* START Excerpted passage *

Monday, 28 March 2011

Projectiles Ahoy!!

Did some more work on "Tank" today. After discussion with my IRC friends (yes, they are friends in real life too!), the game seems to have chosen that name for itself.

After some highly technical (and frankly, baffling) talks with a highly intelligent colleague, I've decided it might not be a great idea to use PhysX for the in-game projectile movement. This makes LOADS more work for me because now I need to code some sort of physics engine in software to allow for gravity and the ballistic properties of the projectile, but the reasoning is sound - if this game is to be played multiplayer - which is the eventual aim - and some players have nVidia cards (with a PhysX GPU) and others have ATi cards (software only PhysX) then there might be some discrepancy with the projectile placement co-ordinates, thus giving nVidia users an unfair advantage. Presuming the hardware GPU is more accurate than a software one, which one would expect.

* END Excerpted passage *
* START Data section *

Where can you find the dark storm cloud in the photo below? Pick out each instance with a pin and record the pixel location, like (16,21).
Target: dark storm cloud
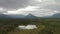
(13,3)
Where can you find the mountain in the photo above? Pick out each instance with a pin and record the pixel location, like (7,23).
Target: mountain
(17,16)
(56,15)
(4,16)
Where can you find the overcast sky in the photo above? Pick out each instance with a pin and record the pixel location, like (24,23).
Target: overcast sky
(35,7)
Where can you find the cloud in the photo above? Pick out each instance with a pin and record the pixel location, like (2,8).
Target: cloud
(22,27)
(39,8)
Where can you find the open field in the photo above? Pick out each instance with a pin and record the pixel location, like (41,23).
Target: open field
(45,26)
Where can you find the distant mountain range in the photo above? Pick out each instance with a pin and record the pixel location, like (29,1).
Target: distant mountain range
(30,16)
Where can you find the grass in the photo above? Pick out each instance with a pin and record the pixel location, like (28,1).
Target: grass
(45,26)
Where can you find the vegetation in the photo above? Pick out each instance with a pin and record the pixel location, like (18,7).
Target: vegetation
(45,26)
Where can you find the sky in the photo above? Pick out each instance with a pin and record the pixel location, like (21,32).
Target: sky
(39,8)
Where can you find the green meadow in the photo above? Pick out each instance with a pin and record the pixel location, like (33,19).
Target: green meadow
(45,26)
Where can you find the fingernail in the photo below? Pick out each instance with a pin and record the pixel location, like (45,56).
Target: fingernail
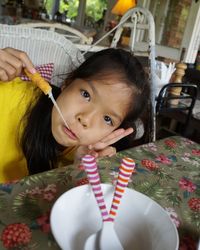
(33,71)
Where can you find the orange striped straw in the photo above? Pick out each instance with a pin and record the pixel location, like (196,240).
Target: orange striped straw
(125,171)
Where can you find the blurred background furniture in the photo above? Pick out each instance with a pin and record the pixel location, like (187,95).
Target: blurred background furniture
(178,108)
(70,33)
(43,46)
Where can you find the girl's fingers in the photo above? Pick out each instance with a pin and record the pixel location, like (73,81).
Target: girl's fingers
(3,75)
(108,151)
(21,60)
(8,70)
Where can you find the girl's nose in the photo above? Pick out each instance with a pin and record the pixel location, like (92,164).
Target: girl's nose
(83,121)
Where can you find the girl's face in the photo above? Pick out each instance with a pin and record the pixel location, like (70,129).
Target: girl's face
(92,110)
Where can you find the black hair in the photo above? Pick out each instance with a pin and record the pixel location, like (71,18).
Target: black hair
(39,146)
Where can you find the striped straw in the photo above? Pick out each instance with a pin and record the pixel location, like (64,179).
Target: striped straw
(91,169)
(125,171)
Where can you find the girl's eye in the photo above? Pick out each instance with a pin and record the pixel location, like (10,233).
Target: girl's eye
(108,120)
(85,94)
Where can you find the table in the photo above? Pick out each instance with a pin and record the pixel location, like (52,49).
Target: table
(167,171)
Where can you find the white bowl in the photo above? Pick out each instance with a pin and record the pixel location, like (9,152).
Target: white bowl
(140,224)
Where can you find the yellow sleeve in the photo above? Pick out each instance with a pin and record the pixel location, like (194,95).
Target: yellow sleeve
(15,98)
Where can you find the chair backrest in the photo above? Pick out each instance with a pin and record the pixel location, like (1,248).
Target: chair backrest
(168,103)
(43,46)
(70,33)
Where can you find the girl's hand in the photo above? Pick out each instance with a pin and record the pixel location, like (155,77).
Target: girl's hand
(12,62)
(103,148)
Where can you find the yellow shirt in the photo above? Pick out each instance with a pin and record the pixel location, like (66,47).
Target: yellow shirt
(15,98)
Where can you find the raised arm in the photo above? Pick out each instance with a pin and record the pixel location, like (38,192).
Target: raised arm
(12,62)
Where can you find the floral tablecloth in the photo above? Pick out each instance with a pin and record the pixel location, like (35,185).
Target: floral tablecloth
(168,171)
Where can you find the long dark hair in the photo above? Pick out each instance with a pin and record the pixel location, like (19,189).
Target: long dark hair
(39,147)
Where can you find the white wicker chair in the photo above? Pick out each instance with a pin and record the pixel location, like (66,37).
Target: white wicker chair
(70,33)
(43,46)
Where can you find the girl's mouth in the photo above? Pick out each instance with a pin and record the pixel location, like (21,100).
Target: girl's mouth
(69,133)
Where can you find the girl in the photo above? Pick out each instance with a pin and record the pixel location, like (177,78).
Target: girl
(104,93)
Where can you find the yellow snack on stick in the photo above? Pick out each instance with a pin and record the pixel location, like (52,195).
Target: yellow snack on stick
(39,81)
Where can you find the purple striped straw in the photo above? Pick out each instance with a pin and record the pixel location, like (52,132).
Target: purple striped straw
(90,165)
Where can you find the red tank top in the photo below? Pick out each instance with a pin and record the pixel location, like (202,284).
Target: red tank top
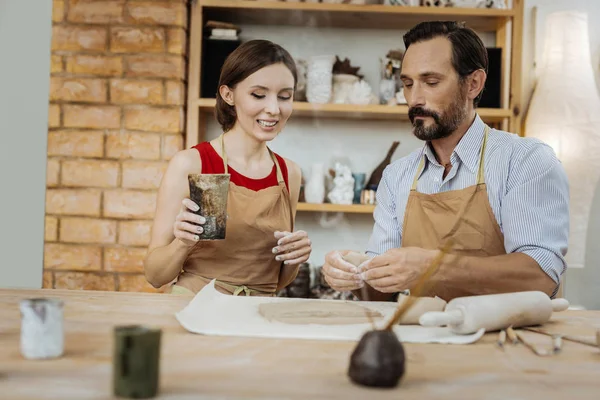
(212,163)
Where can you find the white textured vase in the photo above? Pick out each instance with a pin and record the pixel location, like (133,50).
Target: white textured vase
(565,113)
(314,191)
(319,79)
(42,333)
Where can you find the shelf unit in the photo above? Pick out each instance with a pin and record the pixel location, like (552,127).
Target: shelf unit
(506,23)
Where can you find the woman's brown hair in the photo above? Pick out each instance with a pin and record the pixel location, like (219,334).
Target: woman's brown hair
(248,58)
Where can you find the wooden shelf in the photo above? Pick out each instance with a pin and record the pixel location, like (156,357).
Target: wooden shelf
(346,15)
(351,111)
(345,208)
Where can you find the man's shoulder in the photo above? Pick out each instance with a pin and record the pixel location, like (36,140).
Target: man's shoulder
(518,147)
(404,165)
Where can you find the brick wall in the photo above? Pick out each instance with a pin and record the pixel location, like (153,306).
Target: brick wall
(116,117)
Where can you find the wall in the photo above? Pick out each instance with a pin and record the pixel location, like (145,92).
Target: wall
(115,119)
(25,44)
(582,284)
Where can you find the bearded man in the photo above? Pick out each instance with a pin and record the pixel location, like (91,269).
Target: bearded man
(503,199)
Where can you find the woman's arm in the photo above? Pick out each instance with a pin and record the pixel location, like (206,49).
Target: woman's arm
(174,226)
(288,272)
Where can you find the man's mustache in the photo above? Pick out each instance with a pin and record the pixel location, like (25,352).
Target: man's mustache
(421,112)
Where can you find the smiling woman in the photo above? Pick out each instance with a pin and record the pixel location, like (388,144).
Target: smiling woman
(261,252)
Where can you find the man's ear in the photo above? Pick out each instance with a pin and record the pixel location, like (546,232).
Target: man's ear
(476,83)
(227,94)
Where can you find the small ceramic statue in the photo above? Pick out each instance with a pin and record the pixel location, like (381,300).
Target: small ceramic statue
(343,185)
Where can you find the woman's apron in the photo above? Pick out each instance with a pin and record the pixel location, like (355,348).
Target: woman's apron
(243,262)
(430,219)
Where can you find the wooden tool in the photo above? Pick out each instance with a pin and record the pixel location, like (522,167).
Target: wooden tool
(465,315)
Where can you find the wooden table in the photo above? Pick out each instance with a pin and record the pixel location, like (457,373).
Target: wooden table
(205,367)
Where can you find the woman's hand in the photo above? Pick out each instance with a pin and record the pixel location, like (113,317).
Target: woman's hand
(292,248)
(187,224)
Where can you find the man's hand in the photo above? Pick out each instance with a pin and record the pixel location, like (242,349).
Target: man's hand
(339,274)
(396,269)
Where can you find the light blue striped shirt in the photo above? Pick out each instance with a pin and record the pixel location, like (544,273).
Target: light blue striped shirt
(526,184)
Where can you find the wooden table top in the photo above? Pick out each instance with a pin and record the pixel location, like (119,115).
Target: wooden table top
(206,367)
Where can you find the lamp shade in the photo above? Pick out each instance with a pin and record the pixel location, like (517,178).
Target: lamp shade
(565,113)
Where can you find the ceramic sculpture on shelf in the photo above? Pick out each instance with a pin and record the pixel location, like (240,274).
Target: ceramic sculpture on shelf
(564,112)
(319,79)
(314,191)
(343,185)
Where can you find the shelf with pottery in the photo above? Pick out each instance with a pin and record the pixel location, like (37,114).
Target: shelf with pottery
(367,16)
(345,208)
(355,111)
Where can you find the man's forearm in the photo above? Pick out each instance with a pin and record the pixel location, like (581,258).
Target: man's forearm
(468,276)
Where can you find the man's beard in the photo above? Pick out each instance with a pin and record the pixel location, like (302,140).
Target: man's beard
(444,124)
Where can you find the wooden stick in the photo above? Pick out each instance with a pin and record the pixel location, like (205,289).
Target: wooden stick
(565,337)
(421,285)
(536,350)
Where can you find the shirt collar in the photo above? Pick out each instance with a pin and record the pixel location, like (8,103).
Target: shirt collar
(467,149)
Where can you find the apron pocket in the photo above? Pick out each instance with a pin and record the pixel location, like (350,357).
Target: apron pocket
(471,240)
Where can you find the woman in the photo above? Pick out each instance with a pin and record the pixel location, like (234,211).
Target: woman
(260,254)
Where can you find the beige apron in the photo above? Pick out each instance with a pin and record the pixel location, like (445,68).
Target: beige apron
(242,263)
(430,219)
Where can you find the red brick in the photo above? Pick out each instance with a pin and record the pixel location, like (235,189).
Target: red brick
(73,202)
(175,93)
(76,116)
(133,91)
(123,145)
(135,233)
(171,145)
(50,229)
(56,64)
(95,65)
(53,116)
(48,277)
(129,204)
(155,66)
(87,230)
(90,173)
(77,89)
(58,10)
(124,259)
(137,283)
(96,11)
(160,13)
(52,172)
(84,281)
(176,41)
(76,143)
(137,40)
(77,38)
(152,119)
(72,257)
(142,175)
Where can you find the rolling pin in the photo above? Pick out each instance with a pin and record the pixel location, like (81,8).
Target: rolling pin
(466,315)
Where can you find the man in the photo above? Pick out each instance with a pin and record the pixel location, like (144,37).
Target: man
(514,233)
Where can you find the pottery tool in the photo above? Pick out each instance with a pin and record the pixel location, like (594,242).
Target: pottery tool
(493,312)
(536,350)
(511,335)
(379,359)
(569,337)
(136,361)
(42,335)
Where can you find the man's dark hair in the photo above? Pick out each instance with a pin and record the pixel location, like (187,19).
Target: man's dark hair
(468,51)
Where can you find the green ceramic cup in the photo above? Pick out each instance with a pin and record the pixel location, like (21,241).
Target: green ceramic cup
(136,361)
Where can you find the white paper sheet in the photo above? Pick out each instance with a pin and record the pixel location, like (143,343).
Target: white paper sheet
(211,312)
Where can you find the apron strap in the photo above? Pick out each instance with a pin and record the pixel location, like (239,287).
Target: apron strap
(480,174)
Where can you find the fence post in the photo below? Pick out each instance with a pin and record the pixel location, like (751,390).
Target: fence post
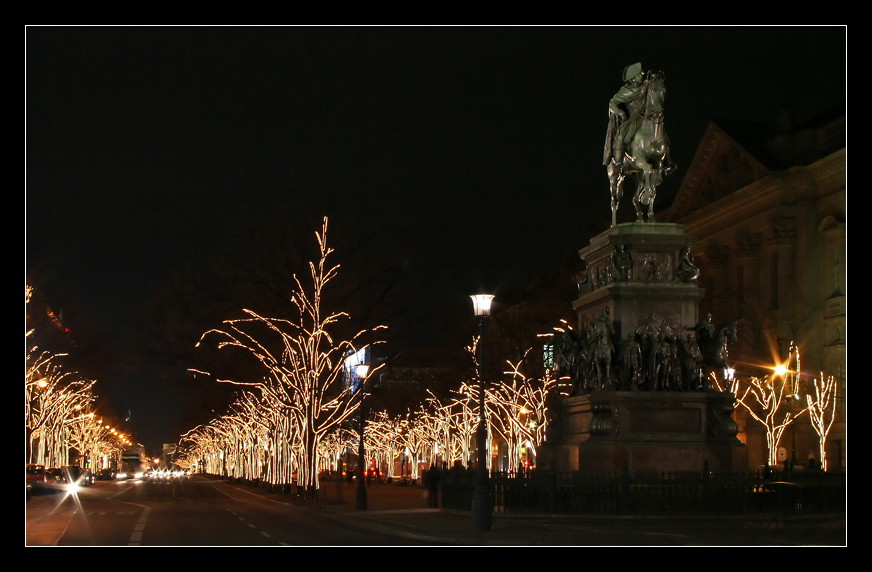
(552,491)
(624,493)
(706,487)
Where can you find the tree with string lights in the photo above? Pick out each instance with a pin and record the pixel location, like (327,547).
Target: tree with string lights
(303,362)
(822,410)
(770,401)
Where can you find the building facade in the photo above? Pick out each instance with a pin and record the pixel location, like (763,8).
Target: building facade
(768,214)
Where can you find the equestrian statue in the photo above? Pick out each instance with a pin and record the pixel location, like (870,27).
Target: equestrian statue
(636,141)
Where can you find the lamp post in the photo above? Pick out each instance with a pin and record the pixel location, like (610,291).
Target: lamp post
(360,496)
(482,504)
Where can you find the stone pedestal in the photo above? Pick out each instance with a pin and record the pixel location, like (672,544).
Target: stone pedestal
(640,281)
(659,431)
(640,273)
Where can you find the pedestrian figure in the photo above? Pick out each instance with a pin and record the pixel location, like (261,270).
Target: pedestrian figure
(434,475)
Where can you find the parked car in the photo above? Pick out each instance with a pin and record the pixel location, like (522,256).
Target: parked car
(77,475)
(105,475)
(34,474)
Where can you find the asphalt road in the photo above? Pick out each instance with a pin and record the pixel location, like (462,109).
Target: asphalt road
(198,511)
(187,511)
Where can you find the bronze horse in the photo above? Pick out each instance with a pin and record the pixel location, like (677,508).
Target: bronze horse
(647,155)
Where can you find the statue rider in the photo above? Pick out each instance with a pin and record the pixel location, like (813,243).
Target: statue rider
(624,124)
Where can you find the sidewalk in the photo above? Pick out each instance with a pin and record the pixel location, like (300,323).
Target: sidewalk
(401,511)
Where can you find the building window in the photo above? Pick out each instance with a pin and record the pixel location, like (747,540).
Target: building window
(773,281)
(548,356)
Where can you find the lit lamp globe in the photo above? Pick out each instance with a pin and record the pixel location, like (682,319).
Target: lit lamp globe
(481,304)
(482,503)
(361,370)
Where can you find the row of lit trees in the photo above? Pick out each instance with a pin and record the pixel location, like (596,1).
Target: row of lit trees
(256,438)
(775,401)
(58,412)
(301,398)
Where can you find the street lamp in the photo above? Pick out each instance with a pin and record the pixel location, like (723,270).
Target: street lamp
(360,497)
(482,504)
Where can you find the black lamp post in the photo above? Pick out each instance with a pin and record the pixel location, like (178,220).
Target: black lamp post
(482,503)
(360,496)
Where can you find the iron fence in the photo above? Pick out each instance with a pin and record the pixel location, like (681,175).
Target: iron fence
(773,492)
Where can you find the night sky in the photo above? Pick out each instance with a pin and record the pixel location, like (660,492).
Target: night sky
(473,155)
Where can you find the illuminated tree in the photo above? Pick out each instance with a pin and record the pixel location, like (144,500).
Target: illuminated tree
(770,401)
(822,410)
(304,364)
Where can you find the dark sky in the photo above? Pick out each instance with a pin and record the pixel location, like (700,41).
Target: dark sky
(479,149)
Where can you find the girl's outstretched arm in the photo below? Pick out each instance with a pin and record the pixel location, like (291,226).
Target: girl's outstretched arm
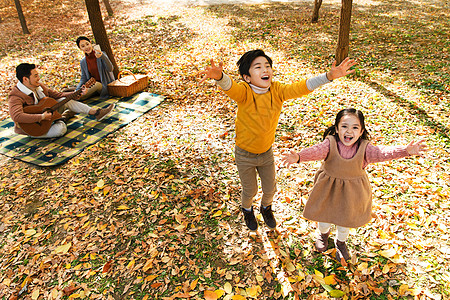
(342,70)
(416,148)
(214,71)
(290,158)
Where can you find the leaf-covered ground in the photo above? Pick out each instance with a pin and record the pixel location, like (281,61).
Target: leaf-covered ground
(152,212)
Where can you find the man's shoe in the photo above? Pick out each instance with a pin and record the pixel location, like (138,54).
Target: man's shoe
(67,115)
(341,251)
(268,216)
(102,113)
(250,220)
(322,241)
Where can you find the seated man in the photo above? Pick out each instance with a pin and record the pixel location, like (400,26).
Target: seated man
(29,91)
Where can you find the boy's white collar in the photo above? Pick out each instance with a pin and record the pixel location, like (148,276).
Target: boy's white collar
(258,90)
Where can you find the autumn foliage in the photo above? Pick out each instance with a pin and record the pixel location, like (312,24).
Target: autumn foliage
(152,212)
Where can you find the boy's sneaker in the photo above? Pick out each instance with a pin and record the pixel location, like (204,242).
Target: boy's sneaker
(268,216)
(250,220)
(67,115)
(322,242)
(341,251)
(102,113)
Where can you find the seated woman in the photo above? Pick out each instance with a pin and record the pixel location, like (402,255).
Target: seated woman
(95,64)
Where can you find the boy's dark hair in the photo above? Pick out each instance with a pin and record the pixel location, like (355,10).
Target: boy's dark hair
(347,111)
(24,70)
(246,60)
(81,38)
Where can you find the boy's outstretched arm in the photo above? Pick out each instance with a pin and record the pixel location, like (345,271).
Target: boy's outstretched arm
(213,71)
(416,148)
(342,70)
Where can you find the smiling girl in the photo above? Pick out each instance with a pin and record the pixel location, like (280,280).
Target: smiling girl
(341,194)
(95,64)
(259,101)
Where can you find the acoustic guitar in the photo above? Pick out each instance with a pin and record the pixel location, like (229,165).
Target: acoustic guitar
(50,105)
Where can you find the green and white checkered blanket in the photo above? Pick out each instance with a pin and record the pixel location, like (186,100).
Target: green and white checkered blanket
(82,131)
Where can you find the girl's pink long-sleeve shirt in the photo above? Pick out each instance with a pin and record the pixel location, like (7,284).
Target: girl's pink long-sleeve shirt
(373,154)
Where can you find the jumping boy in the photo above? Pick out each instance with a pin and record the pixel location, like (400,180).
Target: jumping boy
(259,103)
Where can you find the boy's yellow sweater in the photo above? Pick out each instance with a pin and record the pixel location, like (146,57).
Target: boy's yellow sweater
(257,115)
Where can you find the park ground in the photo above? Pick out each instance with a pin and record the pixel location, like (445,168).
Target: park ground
(152,211)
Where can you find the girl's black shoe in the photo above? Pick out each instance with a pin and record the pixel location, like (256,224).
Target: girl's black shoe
(268,216)
(250,220)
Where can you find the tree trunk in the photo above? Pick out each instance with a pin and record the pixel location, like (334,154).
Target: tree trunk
(344,31)
(23,23)
(108,7)
(99,31)
(315,16)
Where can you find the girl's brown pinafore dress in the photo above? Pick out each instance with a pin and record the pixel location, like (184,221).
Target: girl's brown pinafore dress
(341,194)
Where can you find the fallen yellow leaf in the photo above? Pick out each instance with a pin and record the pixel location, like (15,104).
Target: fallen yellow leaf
(218,213)
(194,283)
(330,280)
(100,183)
(228,288)
(63,249)
(210,295)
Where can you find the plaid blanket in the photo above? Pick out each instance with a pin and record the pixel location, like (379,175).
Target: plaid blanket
(82,131)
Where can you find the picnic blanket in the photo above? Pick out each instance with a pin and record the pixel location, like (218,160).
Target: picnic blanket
(82,131)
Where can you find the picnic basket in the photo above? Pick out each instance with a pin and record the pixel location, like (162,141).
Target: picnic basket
(127,85)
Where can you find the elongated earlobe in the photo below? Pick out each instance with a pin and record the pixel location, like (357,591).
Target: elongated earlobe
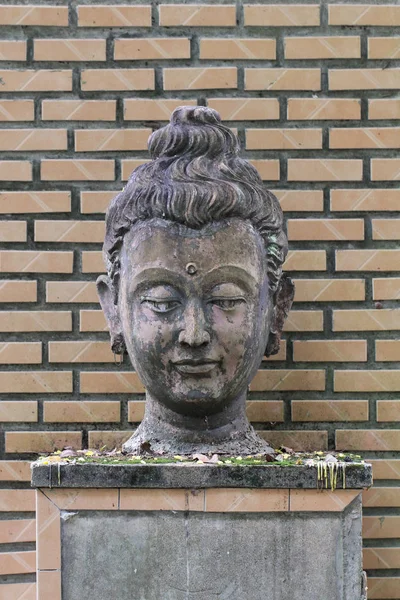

* END Data section *

§ Requirement: Quote the blog post about projectile physics word for word, between "After some highly" and "one would expect.", inclusive. Work only from the blog post above, with nothing brought in from elsewhere.

§ Task response:
After some highly technical (and frankly, baffling) talks with a highly intelligent colleague, I've decided it might not be a great idea to use PhysX for the in-game projectile movement. This makes LOADS more work for me because now I need to code some sort of physics engine in software to allow for gravity and the ballistic properties of the projectile, but the reasoning is sound - if this game is to be played multiplayer - which is the eventual aim - and some players have nVidia cards (with a PhysX GPU) and others have ATi cards (software only PhysX) then there might be some discrepancy with the projectile placement co-ordinates, thus giving nVidia users an unfair advantage. Presuming the hardware GPU is more accurate than a software one, which one would expect.